----- Input records
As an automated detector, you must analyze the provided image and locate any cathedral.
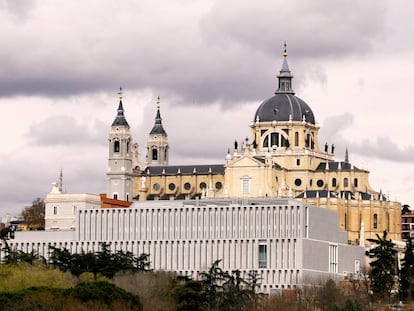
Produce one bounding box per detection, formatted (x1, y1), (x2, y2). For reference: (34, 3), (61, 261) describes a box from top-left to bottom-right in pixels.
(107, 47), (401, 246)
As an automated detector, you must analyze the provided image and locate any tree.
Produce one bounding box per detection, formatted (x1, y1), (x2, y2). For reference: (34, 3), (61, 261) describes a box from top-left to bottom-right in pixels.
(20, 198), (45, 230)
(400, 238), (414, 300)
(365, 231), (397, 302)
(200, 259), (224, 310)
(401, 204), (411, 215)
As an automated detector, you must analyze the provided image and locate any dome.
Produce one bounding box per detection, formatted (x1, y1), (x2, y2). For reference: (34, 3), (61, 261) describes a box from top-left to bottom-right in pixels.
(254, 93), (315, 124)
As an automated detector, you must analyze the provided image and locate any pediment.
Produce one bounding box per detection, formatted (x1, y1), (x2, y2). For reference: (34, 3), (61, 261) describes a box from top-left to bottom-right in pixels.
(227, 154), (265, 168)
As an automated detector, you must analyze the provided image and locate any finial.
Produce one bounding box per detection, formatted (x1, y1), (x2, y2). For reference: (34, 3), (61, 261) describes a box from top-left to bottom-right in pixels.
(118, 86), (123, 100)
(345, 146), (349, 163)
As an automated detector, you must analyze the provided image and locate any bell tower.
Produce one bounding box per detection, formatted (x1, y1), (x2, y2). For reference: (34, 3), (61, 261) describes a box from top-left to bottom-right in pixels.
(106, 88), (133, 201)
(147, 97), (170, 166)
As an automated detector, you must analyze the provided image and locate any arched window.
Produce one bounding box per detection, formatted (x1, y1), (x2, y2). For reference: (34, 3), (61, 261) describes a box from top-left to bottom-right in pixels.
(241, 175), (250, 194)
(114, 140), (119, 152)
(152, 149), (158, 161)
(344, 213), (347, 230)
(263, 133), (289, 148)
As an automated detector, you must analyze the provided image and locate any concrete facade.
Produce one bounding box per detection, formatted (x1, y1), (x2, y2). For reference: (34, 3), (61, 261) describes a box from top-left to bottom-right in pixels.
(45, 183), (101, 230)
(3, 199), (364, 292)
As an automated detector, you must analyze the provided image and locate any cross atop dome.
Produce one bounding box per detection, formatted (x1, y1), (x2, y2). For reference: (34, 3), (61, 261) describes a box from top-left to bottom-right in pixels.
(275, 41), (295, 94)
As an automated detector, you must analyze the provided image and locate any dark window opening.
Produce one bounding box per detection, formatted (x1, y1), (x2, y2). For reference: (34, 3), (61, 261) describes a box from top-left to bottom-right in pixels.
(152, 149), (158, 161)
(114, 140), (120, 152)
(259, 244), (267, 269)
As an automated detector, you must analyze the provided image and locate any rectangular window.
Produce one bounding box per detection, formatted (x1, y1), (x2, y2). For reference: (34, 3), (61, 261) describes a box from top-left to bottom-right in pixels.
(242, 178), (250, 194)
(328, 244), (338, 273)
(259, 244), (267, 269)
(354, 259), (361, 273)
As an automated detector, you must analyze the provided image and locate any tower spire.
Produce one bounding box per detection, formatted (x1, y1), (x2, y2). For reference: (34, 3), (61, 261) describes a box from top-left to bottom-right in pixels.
----------
* Work required: Can you copy all of the material above word for word, leaving out the pictures?

* Exercise output:
As an automated detector, you must analyze the provided image and locate any cathedral.
Produce one bounding box per detection, formatted (x1, y1), (x2, y2). For reference: (34, 3), (61, 261) describes a box from top-left to bottom-right in pixels.
(107, 47), (401, 246)
As an automated detector, you must analyze the provided image and locate any tree.
Produce one bounding box per detection, formatted (x1, y1), (x2, y2). For reference: (34, 3), (61, 261) describes a box from top-left to bottom-right in pixels.
(20, 198), (45, 230)
(400, 238), (414, 300)
(365, 231), (397, 302)
(200, 259), (224, 310)
(401, 204), (411, 215)
As an automated detector, you must analyze the provided image and locate any dome.
Produce one bounding box per detection, formatted (x1, y1), (x2, y2). For reference: (34, 3), (61, 261) describes a box from top-left to bottom-right in pixels.
(254, 93), (315, 124)
As an automated detector, you must analyze the provided image and locate any pediment.
Produce one bounding box per detection, formatted (x1, y1), (x2, y2). For reference: (34, 3), (61, 261) describes a box from top-left to bottom-right in pixels.
(227, 154), (265, 168)
As an automated detector, you must analyze the provided image and locate any finial.
Produce one bounding box per detection, formatted (x1, y1), (x2, y2). For reference: (34, 3), (61, 261) describes a box from top-left to bottom-right in pixels.
(118, 86), (123, 100)
(345, 146), (349, 163)
As an automated detector, you must analyze the provided image and locate any bell tower.
Produce one bounding box per detection, formatted (x1, y1), (x2, y2). For reference: (34, 3), (61, 261) describes a box from top-left to bottom-right in pixels.
(106, 88), (133, 201)
(147, 97), (170, 166)
As an automated detector, you must analyze the provided image and locate any arched window.
Produce one bounding box per detection, formatted (x1, y1), (x2, y2). For reference: (34, 3), (61, 261) describes a box from top-left to bottom-right in pixels.
(241, 175), (250, 194)
(114, 140), (119, 152)
(152, 149), (158, 161)
(344, 213), (347, 230)
(263, 133), (289, 148)
As an automated detector, you must analyze the provided image and locate any concrete facade.
Produce one bounding box per detection, formatted (x1, y1), (x2, y2). For reference: (34, 3), (61, 261) describes a box from top-left to bottom-right in pixels.
(45, 183), (101, 230)
(3, 199), (364, 292)
As an automated detector, you must analyze the provided image and locate any cross atop dome.
Produce one bounding box per detection, formatted (x1, y1), (x2, y2). For reference: (34, 3), (61, 261) describes a box from top-left to bottom-right in pixels.
(275, 41), (295, 94)
As an automated detector, you must analyze the provided image and locate any dark window opening.
Produce one bounding box per detection, formatted (x1, y1), (x2, y2). For reference: (34, 3), (61, 261) describes a box from top-left to bottom-right in pixels.
(152, 149), (158, 161)
(114, 140), (120, 152)
(259, 244), (267, 269)
As an automated detector, you must analyze the provided image and locate any rectangular window.
Produce one bounding box per detection, formatted (x1, y1), (x2, y2). For reference: (34, 3), (61, 261) describes a box from top-left to bottom-right in pixels.
(242, 178), (250, 194)
(328, 244), (338, 273)
(259, 244), (267, 269)
(354, 259), (361, 273)
As an automated detector, you must analyze the provided image and locate any tower spire.
Produce one bounding box per detection, formatted (x1, y1), (x2, y2). For reference: (34, 3), (61, 261) describes a box from top-left to bottom-right in pixels.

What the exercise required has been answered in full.